Work to be completed
Give back all of the data exactly, with every picture omitted.

Dataset entries
★ ★ ★ ★ ★ ★ ★

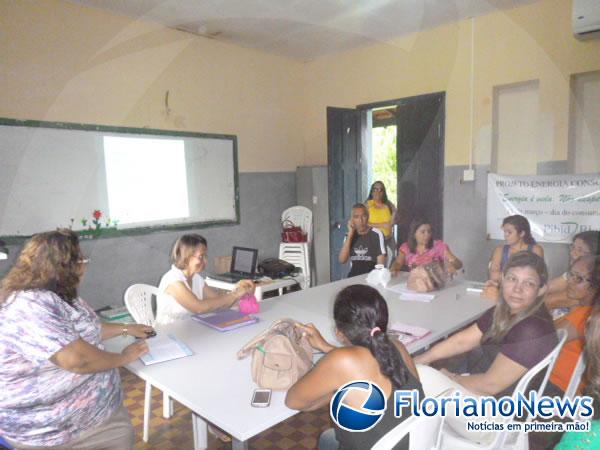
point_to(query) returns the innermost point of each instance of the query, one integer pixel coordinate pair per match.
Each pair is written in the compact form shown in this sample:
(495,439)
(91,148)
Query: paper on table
(408,295)
(475,286)
(164,348)
(407,334)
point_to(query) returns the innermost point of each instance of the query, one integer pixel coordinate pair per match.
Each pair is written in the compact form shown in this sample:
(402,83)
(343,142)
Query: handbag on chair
(292,232)
(280,355)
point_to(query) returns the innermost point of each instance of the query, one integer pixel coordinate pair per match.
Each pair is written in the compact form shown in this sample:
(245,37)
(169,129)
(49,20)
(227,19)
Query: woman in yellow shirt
(382,215)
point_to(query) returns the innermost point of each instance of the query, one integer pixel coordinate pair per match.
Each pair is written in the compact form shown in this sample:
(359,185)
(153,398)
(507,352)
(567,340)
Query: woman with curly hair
(361,320)
(508,340)
(583,289)
(58,386)
(586,243)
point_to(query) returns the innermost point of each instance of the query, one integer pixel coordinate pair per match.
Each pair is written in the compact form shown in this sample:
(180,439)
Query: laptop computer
(243,266)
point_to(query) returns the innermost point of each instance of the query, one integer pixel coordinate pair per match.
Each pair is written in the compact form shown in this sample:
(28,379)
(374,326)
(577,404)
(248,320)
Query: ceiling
(302,29)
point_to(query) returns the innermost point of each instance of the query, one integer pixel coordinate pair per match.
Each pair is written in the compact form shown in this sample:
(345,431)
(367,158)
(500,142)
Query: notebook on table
(407,334)
(164,347)
(243,266)
(229,319)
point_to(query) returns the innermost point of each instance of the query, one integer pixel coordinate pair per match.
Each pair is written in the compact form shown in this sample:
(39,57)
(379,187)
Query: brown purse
(280,355)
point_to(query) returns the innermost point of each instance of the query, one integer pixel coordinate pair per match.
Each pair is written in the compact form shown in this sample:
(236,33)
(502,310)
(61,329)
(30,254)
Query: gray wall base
(116,263)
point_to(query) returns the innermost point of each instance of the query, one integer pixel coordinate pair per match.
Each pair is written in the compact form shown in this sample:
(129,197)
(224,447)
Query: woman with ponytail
(361,320)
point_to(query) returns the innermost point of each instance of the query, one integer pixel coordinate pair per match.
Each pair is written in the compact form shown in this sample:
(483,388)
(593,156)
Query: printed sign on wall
(557,206)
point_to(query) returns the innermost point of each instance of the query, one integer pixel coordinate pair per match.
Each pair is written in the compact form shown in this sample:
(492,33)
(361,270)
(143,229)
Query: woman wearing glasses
(585,243)
(382,215)
(510,338)
(58,387)
(583,291)
(182,290)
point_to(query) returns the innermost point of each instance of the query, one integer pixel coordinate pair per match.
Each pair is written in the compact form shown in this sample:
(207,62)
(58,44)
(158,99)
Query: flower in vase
(97,214)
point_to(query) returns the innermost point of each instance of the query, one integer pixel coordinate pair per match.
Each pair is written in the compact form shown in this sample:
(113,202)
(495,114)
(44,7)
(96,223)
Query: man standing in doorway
(365,246)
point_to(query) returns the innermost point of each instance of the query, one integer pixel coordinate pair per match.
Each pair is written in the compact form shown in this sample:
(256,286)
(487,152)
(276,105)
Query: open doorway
(383,150)
(383,168)
(419,158)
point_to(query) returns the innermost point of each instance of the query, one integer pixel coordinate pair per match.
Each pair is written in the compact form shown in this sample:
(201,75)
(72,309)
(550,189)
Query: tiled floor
(298,433)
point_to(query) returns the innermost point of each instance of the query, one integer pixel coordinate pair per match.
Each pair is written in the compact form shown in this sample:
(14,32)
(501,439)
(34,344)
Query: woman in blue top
(518,238)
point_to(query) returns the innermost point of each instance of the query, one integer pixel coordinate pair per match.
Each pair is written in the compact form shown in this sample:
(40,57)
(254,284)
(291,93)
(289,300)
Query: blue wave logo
(358,419)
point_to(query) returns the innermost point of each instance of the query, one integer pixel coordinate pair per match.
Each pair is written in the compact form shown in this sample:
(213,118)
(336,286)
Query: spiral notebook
(226,320)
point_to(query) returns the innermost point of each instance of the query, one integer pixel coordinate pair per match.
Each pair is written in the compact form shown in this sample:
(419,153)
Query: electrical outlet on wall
(469,175)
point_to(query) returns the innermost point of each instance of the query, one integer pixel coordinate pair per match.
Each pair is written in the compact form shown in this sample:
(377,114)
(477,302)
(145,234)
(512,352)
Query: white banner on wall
(557,206)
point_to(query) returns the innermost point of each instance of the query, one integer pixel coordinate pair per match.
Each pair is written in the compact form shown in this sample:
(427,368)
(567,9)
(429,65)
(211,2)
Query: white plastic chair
(297,253)
(505,440)
(138,300)
(300,216)
(425,432)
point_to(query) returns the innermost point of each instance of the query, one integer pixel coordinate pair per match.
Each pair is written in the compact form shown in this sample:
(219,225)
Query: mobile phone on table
(261,398)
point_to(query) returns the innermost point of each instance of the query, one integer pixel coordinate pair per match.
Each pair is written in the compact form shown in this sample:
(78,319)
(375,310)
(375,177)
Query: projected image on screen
(146,179)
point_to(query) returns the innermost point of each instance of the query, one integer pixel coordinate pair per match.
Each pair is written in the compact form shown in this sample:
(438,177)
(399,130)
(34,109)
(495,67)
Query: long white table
(217,387)
(260,288)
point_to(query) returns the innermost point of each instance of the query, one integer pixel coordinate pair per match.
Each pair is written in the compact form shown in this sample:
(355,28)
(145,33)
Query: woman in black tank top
(361,319)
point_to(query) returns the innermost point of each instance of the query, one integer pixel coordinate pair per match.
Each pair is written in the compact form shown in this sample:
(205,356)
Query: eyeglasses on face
(577,278)
(584,251)
(528,285)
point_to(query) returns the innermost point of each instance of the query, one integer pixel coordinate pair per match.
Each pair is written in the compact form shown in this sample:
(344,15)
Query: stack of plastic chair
(298,253)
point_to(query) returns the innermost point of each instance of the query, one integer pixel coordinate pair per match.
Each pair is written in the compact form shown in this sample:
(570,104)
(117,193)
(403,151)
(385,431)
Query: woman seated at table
(58,387)
(510,339)
(588,440)
(361,320)
(584,244)
(518,238)
(583,291)
(182,290)
(382,215)
(421,249)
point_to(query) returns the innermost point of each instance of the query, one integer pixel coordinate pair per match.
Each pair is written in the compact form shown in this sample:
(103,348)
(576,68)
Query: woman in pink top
(422,249)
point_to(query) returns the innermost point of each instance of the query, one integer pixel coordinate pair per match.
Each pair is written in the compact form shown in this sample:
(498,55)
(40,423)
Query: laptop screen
(244,260)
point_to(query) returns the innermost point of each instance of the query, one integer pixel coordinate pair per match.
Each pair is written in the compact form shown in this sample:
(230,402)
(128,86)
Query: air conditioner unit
(586,18)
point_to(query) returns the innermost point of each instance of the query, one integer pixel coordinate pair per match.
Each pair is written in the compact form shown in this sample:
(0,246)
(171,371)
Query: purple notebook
(226,320)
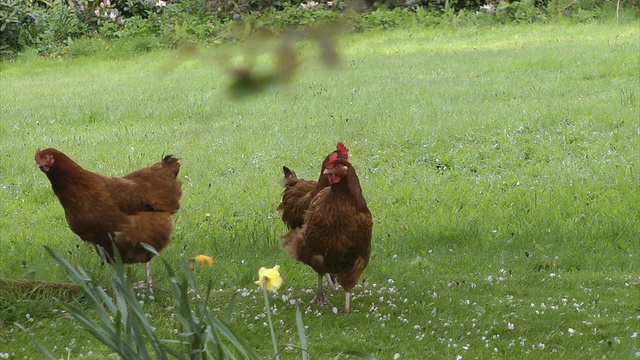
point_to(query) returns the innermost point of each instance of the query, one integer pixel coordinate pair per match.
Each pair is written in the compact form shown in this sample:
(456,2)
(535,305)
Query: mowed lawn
(501,166)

★ ★ ★ ★ ★ ★ ★

The completed task
point_to(query) returns the innermost point of each instance of the query, one integer pixel coordinate pair per match.
Each pair is written in the compact form shown in this sample:
(495,439)
(91,148)
Query: paper on table
(408,295)
(475,286)
(164,348)
(407,334)
point_to(query) returns the innermost point of each instance of the query, one integer pixel coordinate pair per match.
Each pair is written in the compact form shown in this sample:
(402,83)
(343,142)
Query: handbag on chair
(292,232)
(280,355)
point_to(query) returns the innermost point of each instance of the query, one integer pixel coordinate pair per match.
Each pair is written in the compact form shown in this sample:
(245,37)
(169,129)
(49,20)
(227,19)
Query: woman in yellow shirt
(382,215)
point_to(query) returns the innermost point of each instance of the query, one integer pixel coordinate pair per match.
Each pair is written in the compact form shown in this sample:
(359,185)
(153,398)
(507,352)
(567,340)
Query: woman with curly hair
(361,320)
(508,340)
(583,289)
(58,386)
(586,243)
point_to(query) returns the innermost point of each instance of the query, one integer pixel coordinate pair per match.
Each pair is written in the compact form shown in this sample:
(180,439)
Query: laptop computer
(243,266)
point_to(query) returns the innermost point of each instance of the query, one integer pixel coordinate pair per match.
Each pair is written in the compact form shown in this sample:
(28,379)
(374,326)
(577,404)
(248,320)
Query: ceiling
(302,29)
point_to(query) returns the innermost point of each instance of the query, one integer pixel coordinate pair per match.
Each pair is written in the compact form shown in this sample:
(345,431)
(367,158)
(500,142)
Query: notebook on table
(407,334)
(164,347)
(243,266)
(229,319)
point_to(query) returns the innermost point of each instance of the query, one integer pixel coordinate pair per match.
Each pair is written in the compact form shown in this sample:
(39,57)
(379,187)
Query: brown purse
(280,355)
point_to(query) returns the innermost point of each instance of the query, one integer pixel coordinate pair per match.
Each pair is written in the compact form shown in this sample:
(236,33)
(502,310)
(61,329)
(30,254)
Query: gray wall base
(116,263)
point_to(query) returns the innermost point of each instance of the query, one integer pixel coordinate pair per match.
Each pair is written in the compact form shown in this sample:
(129,197)
(224,447)
Query: woman with ponytail
(361,320)
point_to(query) returns the innermost point of each instance of the query, one integer pixel coordinate pair per match.
Each pair is written in the compact form shown in this sample:
(483,388)
(593,156)
Query: printed sign on wall
(557,206)
point_to(query) returns the innermost point of each instance of the query, one integer pixel coordinate pair per match.
Each pair is written in the compact form shown in this sample:
(492,33)
(361,270)
(143,229)
Query: woman wearing glasses
(585,243)
(382,215)
(510,338)
(58,387)
(583,291)
(182,290)
point_to(query) returns the innermost point of each instance of the query, one integer pixel coordinate pair per match.
Each pair is written in the compact form shown in this sample:
(207,62)
(58,44)
(158,99)
Query: flower in vase
(97,214)
point_to(query) returns the innermost point of each instance of the query, one integer pixel coordinate pair per match.
Each pair is written in the compact form shown in this sample:
(113,202)
(495,114)
(44,7)
(96,223)
Query: man standing in doorway
(365,246)
point_to(query) returns the innermost point of each instance of the query, one integer pixel coordinate pair per match.
Each pair is written in the compact form shown in this sample:
(256,286)
(487,152)
(276,105)
Query: open doorway
(383,150)
(383,168)
(419,158)
point_to(query) returns the innermost point of each instance of the query, one integer pixel coordinate pair per match.
Each pair is written in the compact form shown in this sample:
(201,75)
(72,309)
(550,189)
Query: tiled floor
(298,433)
point_to(query) returns the innermost point of each instance of the query, one integer pixel coordinate pair per match.
Each pair is written in the compact form shown in this sample:
(14,32)
(501,439)
(34,344)
Query: woman in blue top
(518,238)
point_to(query) returns the innermost point of each instance of the query, one integer pixel coordinate pair per match.
Each pair is written in the compact form shown in this sample:
(40,57)
(254,284)
(291,93)
(289,300)
Query: blue wave logo
(358,419)
point_to(query) returns the innermost point of each instance of the query, one integer pixel coordinate pair per match.
Each pair is written in the compact form shown in this sample:
(213,118)
(336,286)
Query: spiral notebook
(226,320)
point_to(query) returns the innermost point of each instance of the query, one integer pixel coordinate pair per match.
Each pair is written in the compact form shown in this sample:
(419,153)
Query: electrical outlet on wall
(469,175)
point_to(query) returns the innermost point of each instance of the query, one integer pixel coordinate pair per match.
Each pair is written in the compact form shown in this sample:
(377,114)
(477,302)
(145,234)
(512,352)
Query: white banner on wall
(557,206)
point_to(query) returns the innermost point of each instance of the query, one integer pixel coordinate pair per match.
Each pair is written in the compact form shown in this sample:
(427,368)
(567,9)
(429,65)
(211,2)
Query: white plastic chair
(297,253)
(505,440)
(138,300)
(300,216)
(425,432)
point_to(query) returns the innermost point of each instance of the query, one integer pixel coordinate pair per match.
Each pair is written in the compact form shown in this sample:
(219,225)
Query: mobile phone on table
(261,398)
point_to(query) returns the innermost point of each instance of the query, one integer pixel coordinate pair per match.
Each pair is written in the compact form shown in this sample:
(78,319)
(375,310)
(375,177)
Query: projected image on screen
(146,179)
point_to(query) returns the innermost point of each instance of the query, one integer pixel coordinate pair per match.
Each pair is written in the compact form shown in this sample:
(438,177)
(399,130)
(34,109)
(495,67)
Query: long white table
(217,387)
(260,288)
point_to(query) returns the innermost point of each instance of the query, one integer pixel coordinate pair per match.
Each pair is written in the compact form shown in this sample:
(355,28)
(145,33)
Query: woman in black tank top
(361,319)
point_to(query) returns the innermost point of each instance of the query, one integer pixel coordinate pair per match.
Each pair is written in the compact form shown in this sample:
(205,356)
Query: eyeglasses on face
(577,278)
(584,251)
(528,285)
point_to(query) returns the innermost point of each instance of the query, one integer pixel coordinate pair per match.
Each pair is written in the compact form shown in this sample:
(344,15)
Query: stack of plastic chair
(298,253)
point_to(query) returns the innermost point of each instance of the query, one integer pixel coordinate pair per match.
Each pair is written in the compact form shown in this sample:
(570,104)
(117,193)
(403,151)
(385,431)
Query: woman seated at table
(58,387)
(510,339)
(588,440)
(361,320)
(584,244)
(518,238)
(583,291)
(182,290)
(382,215)
(421,249)
point_to(query) returns the innermost point of each instance of the query, one integer pixel coordinate pair per match.
Each pair is written in the compact form shown in this sample:
(103,348)
(576,68)
Query: woman in pink top
(422,249)
point_to(query) returns the innermost point of each instance of the query, one integer pixel coordinate pair per match.
Each pair is written in the compact form shown in this sample:
(498,55)
(40,423)
Query: laptop screen
(244,260)
point_to(query) returns the innermost point of each instance of the query, one integer pixel coordinate pair per match.
Each pair is written in the compact form shown in this sample:
(230,402)
(128,86)
Query: air conditioner unit
(586,18)
point_to(query) returns the innermost point of each instance of the query, one integer pixel coordinate pair per match.
Each pair is written in the compact form shown in this sample:
(0,246)
(171,371)
Query: purple notebook
(226,320)
point_to(query) returns the innermost point of each instance of the query, one integer pixel coordinate pair per match.
Each pair is written in the compact form shown in this sample:
(456,2)
(535,305)
Query: mowed lawn
(501,166)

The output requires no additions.